Kaynak metin:
*****

Her kadın geleceğin Julia Child’ı olmak isteyecek diye bir kural yok. Üstelik yemek pişirmeyi sevmiyor olmanın utanılacak bir yanı da yok. Bu konuda kendini kötü hissetmek istemiyorsan, Yazar Leslie Goldman’ın itirafları (ve önerileri) içini rahatlatacak.
Derleyen: Pınar Şen
Sadece iki yemek kitabına sahibim. Evimdeki ilk yemek kitabım I’m in the Kitchen, Now What?! bana 12 yıl önce düğün hediyesi olarak verilmişti. Şimdi sayfalarını çevirmeye kalksam, ortaokuldaki matematik kitabım gibi dağılıverir diye korkuyorum çünkü hiç açmadım.
İkinci yemek kitabım What The F**k Should I Make for Dinner? ise adına yemek yapmak denilen “zaman ve enerji hırsızı”na karşı olan tavrımı net bir şekilde açıklıyor: İlgisizlik ve isteksizlik içinde marine edilmiş, üzerine bir tutam huysuzluk serpiştirilmiş bir surat.

*****

Çıkarılan bilgiler:
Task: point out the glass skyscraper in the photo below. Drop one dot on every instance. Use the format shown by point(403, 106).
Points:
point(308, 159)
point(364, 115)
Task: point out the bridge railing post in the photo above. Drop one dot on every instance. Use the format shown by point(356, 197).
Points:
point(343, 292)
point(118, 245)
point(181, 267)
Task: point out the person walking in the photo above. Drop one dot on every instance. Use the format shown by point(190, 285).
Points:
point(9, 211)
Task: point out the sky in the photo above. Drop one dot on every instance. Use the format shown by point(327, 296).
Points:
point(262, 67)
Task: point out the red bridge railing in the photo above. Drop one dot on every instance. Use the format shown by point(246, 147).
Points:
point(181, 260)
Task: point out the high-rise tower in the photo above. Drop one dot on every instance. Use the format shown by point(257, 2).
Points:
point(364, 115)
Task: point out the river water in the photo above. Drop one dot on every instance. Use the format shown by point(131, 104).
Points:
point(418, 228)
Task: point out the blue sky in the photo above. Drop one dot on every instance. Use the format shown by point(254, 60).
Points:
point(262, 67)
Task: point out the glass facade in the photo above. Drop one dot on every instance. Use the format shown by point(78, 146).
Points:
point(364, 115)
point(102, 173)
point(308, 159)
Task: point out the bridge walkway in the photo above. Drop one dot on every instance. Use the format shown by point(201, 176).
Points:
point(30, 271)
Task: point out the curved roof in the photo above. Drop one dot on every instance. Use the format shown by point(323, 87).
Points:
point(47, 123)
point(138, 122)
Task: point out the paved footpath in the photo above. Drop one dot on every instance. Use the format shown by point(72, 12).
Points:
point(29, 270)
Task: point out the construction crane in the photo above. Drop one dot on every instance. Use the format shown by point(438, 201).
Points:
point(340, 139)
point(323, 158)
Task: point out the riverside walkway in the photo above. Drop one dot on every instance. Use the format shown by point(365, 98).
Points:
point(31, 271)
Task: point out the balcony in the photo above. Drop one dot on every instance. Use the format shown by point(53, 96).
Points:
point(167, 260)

*****

Yapılacaklar:
1) Yemek pişirmeyi sevmemek üzerine yazılan metne göre yazar, ilk yemek kitabının sayfalarını çevirmekten neden korkuyor? Bir ila üç cümleyle açıkla.
2) Yemek pişirmeyi sevmemek üzerine yazılan metni kaldığı yerden sürdür.
Kayıtlara burada ihtiyaç yok.

Görev sonuçları:
1) Yazar, I'm in the Kitchen, Now What?! kitabının sayfalarını çevirirse kitabın ortaokuldaki matematik kitabı gibi dağılacağından korkuyor. Bunun nedeni, kitabı hiç açmamış olması.

2)
Tabii ki deniz mahsulleri ve bahar sebzeleri ile tatlandırılmış ev yapımı risotto kulağa çok hoş geliyor. Ancak Food Network kanalındaki, sarımsak sotelerken bile orgazma ulaşabilen kadınların aksine ben, yaklaşık bir düzine karidesi temizlediğimi düşündüğüm zaman kusmak istiyorum.
İronik olan ise, benim 20 yıllık tecrübesi ve beslenme bilimi üzerine diploması olan bir sağlık yazarı olmam. Evde yemek yapmanın kalp ve bel bölgesi dostu olduğunu gayet iyi biliyorum. Yemeklerinin büyük bölümünü evde pişiren insanlar, yemeklerini dışarıdan sipariş edenlere göre daha az kalori, yağ, şeker ve karbonhidrat tüketiyor. Hatta araştırma bulgularına göre düzenli olarak evde yemek hazırlayıp yiyen insanlar, daha mutlu ve daha uzun yaşama şansına sahip.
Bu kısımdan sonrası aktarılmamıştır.